Coating apparatus – Gas or vapor deposition – With treating means
Reexamination Certificate
1999-04-01
2001-07-24
Bueker, Richard (Department: 1763)
Coating apparatus
Gas or vapor deposition
With treating means
C118S726000, C118S730000
Reexamination Certificate
active
06264751
ABSTRACT:
TECHNICAL FIELD
The present invention relates to a both sides simultaneously water repellency processing mechanism which performs a water repellent film forming process on both sides of an optical lens such as a spectacle plastic lens, and which, when depositing the water repellent films on the surfaces of the optical lenses by vacuum evaporation, equalizes the thickness of the water repellent films by a correction.
BACKGROUND ART
In an optical lens such as a spectacle plastic lens, an antireflection film is coated on the surfaces thereof. The antireflection film is generally formed by use of an inorganic oxide such as ZrO
2
or SiO
2
. Since the inorganic oxide used for forming the antireflection film has an inferior property in terms of water repellency or oil repellency, the surfaces of the optical lens applied with the antireflection film are liable to become dirty due to sweat or finger marks, a sort of oil and the like. Also, once these dirty marks adhered to the surfaces of the optical lens, it was difficult to remove them. Accordingly, the optical lens has been desired to have a dirt-prevention characteristic onto the surfaces thereof. Conventionally, in order to solve this problem, a water repellent film has been deposited on the above-mentioned antireflection film formed on the surfaces of the optical lens (for example, disclosed in the publications of JP-A-5-215905, JP-A-60-221470 and JP-A-4-218538). As conventional methods of forming the water repellent film on the surface of the optical lens, a dipping method, a vacuum evaporation method utilizing heat evaporation or a CVD method have been utilized.
Furthermore, in the recent methods of fabricating the optical lenses, a technology for depositing the water repellent film onto the surface of the lenses by utilizing a vacuum evaporation method in a final process has been proposed. In forming the water repellent film by the vacuum evaporation method, a plurality of optical lens base materials (in unit of a lot) are set on a circular planar holder which is rotatable, and the water repellent films are deposited on the optical lens base materials in every lot while the holder is rotating.

Stated goal>
Summarize the patent abstract on water repellent films for optical lenses in two sentences. You won't need the entries.

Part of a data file
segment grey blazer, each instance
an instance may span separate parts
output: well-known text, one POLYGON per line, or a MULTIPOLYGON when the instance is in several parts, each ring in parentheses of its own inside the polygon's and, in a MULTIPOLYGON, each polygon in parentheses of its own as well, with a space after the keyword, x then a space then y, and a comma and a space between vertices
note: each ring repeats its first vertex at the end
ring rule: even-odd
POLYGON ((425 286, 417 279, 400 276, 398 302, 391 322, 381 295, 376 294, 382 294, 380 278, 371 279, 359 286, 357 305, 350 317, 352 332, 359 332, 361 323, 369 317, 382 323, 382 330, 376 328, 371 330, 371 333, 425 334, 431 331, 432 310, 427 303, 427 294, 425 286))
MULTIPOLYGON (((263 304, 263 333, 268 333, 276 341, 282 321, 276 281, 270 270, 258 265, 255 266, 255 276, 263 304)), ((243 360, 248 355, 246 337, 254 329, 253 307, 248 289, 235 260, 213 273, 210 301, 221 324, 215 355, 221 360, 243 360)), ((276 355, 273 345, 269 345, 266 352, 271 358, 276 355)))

Solution to this task>
The invention is a mechanism that forms water repellent films on both sides of an optical lens, such as a spectacle plastic lens, at the same time, and it uses a correction to equalize the film thickness when the films are deposited by vacuum evaporation. Antireflection films on such lenses are generally made of inorganic oxides that repel water and oil poorly and get dirty easily, so water repellent films have been deposited over them, and recent methods do this by vacuum evaporation on lots of lenses set on a rotating circular holder.